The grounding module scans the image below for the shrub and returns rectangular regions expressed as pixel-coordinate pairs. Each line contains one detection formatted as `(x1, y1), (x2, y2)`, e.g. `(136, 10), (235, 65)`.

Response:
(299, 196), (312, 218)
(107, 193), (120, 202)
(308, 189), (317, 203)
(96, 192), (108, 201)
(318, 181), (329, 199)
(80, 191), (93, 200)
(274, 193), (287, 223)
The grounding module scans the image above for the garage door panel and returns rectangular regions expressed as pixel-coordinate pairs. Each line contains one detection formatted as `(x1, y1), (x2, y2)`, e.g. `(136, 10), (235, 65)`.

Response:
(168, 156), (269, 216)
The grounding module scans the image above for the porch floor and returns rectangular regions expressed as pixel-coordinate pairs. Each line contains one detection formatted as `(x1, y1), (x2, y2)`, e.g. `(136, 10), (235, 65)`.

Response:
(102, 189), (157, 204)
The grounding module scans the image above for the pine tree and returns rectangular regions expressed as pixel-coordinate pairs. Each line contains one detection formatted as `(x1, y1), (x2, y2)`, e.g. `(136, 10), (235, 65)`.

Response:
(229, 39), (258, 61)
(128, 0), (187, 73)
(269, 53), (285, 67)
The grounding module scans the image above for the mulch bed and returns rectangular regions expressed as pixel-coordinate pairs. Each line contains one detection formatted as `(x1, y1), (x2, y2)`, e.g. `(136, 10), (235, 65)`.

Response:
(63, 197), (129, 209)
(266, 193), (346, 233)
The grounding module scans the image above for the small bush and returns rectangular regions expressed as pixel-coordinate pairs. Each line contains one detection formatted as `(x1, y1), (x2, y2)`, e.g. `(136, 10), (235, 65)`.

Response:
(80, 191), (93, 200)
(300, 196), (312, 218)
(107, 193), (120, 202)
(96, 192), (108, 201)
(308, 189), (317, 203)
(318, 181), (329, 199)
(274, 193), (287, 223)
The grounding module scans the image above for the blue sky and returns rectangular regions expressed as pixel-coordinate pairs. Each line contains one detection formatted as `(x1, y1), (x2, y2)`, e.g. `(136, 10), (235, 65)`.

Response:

************

**ABOUT THIS TASK:**
Restate the material above exactly, leaving nothing out.

**RESULT OF THE EXERCISE:**
The grounding module scans the image below for the shrub and returns rectangular regions expressed as pixel-coordinate pairs. Each line contains one detection formatted as `(x1, y1), (x2, y2)`, e.g. `(136, 10), (235, 65)`.

Response:
(299, 196), (312, 218)
(107, 193), (120, 202)
(308, 189), (317, 203)
(96, 192), (108, 201)
(318, 181), (329, 199)
(80, 191), (93, 200)
(274, 193), (287, 223)
The grounding module scans the image above for the garage door panel and returns rectangular regions expressed as pixel-coordinate pairs. Each line contains one detection formatted as `(x1, y1), (x2, y2)`, e.g. `(136, 10), (235, 65)`.

Response:
(168, 156), (269, 216)
The grounding module scans the image above for the porch floor and returns rectangular regions expressed as pixel-coordinate pairs. Each line contains one detection formatted as `(x1, y1), (x2, y2)`, e.g. `(136, 10), (235, 65)`.

Response:
(102, 189), (157, 204)
The grounding module scans the image above for the pine tree and returns rectangular regions expressed as pixel-coordinate pairs. Each line contains one detection formatted as `(x1, y1), (x2, y2)`, e.g. `(136, 10), (235, 65)`.

Response:
(229, 39), (258, 61)
(128, 0), (187, 73)
(269, 53), (285, 67)
The grounding module scans the image above for the mulch bed and returns rectangular regions expressed as pixel-coordinate pairs. Each line contains one detection formatted as `(x1, y1), (x2, y2)`, e.g. `(136, 10), (235, 65)`.

Response:
(63, 197), (129, 209)
(266, 193), (346, 233)
The grounding module scans the image above for the small bush and returns rectangular regions expressed as pixel-coordinate pairs. Each line contains one detection formatted as `(x1, y1), (x2, y2)`, e.g. `(136, 10), (235, 65)`.

Response:
(80, 191), (93, 200)
(300, 196), (312, 218)
(107, 193), (120, 202)
(96, 192), (108, 201)
(308, 189), (317, 203)
(318, 181), (329, 199)
(274, 193), (287, 223)
The grounding module scans the image above for the blue sky and returns rectangular regions expressed as pixel-coordinate pairs. Each line contains one detection formatted as `(x1, y1), (x2, y2)`, e.g. `(136, 10), (235, 65)`.

Response:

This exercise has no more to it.